SUPPLIED TEXT:
==============================
Barbara Swell, Children at the Hearth: 19th Century Cooking, Manners and Games (Native Ground Music, 1999)

Children at the Hearth: 19th Century Cooking, Manners and Games is a compendium of just that: recipes, moral and etiquette advice and pioneer games.

The recipes are organized pretty much by ingredient or by course, with chapter titles such as Meats, Vegetables, Dessert, Soups & Stews and Weird & Disgusting Foods. This last includes "foods no modern kid would eat," such as pickled glazed tongue and peanut-butter-and-catsup sandwiches. (My father has been known to eat them, but he's no kid. He puts catsup on his ice cream, too.)

The advice on morality and manners is from a variety of sources and includes subjects like clothing (boys in dresses, going barefoot), courting, obeying your parents and cherishing your siblings before they died and you lost your chance.

There are instructions for playing only a few games, such as house ball and roley hole, but there is a fair bit of information about games and pastimes in general. One bit of game lore that struck me was that slave children rarely played games where someone was "out." They lived in constant fear of being separated from their families, and did not want their games to raise the same negative emotions. This idea is popular again among those working with children, but the modern reason is to protect the players' self-esteem.

There are bits of folklore, too, such as charms to get your wish or find a lost object, and signs you're going to get a whipping. The hygiene and medical advice near the end of the book falls pretty much into this category, too, with its cures for chicken pox, slobbering and hiccups.
==============================
EXERCISE DATA:
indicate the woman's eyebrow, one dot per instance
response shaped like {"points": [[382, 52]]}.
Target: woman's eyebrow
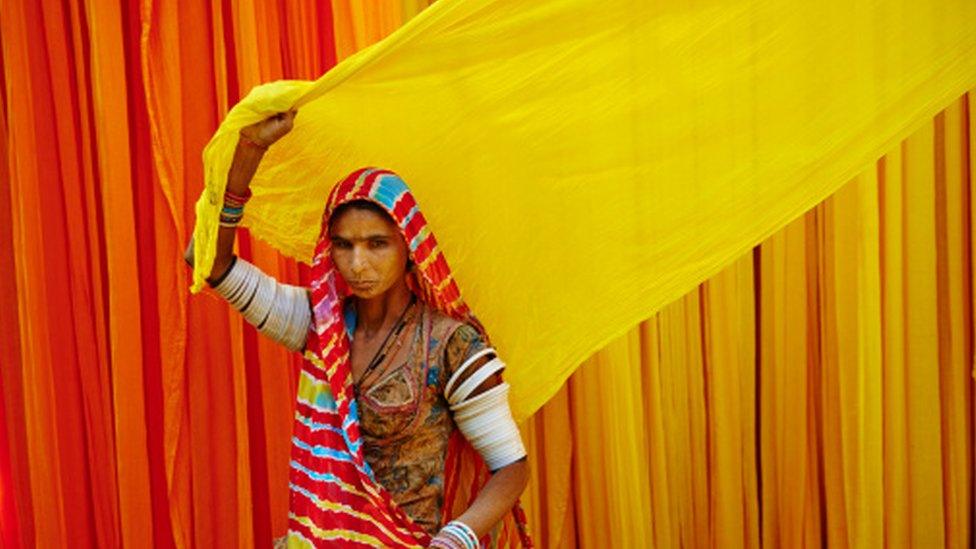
{"points": [[336, 238]]}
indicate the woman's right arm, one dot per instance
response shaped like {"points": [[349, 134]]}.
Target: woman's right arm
{"points": [[255, 139], [279, 311]]}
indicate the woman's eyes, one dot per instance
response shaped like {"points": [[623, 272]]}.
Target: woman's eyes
==============================
WHAT YOU NEED TO DO: In the book review, copy the passage that begins at "The recipes are" and stops after "ice cream, too.)".

EXERCISE RESULT:
The recipes are organized pretty much by ingredient or by course, with chapter titles such as Meats, Vegetables, Dessert, Soups & Stews and Weird & Disgusting Foods. This last includes "foods no modern kid would eat," such as pickled glazed tongue and peanut-butter-and-catsup sandwiches. (My father has been known to eat them, but he's no kid. He puts catsup on his ice cream, too.)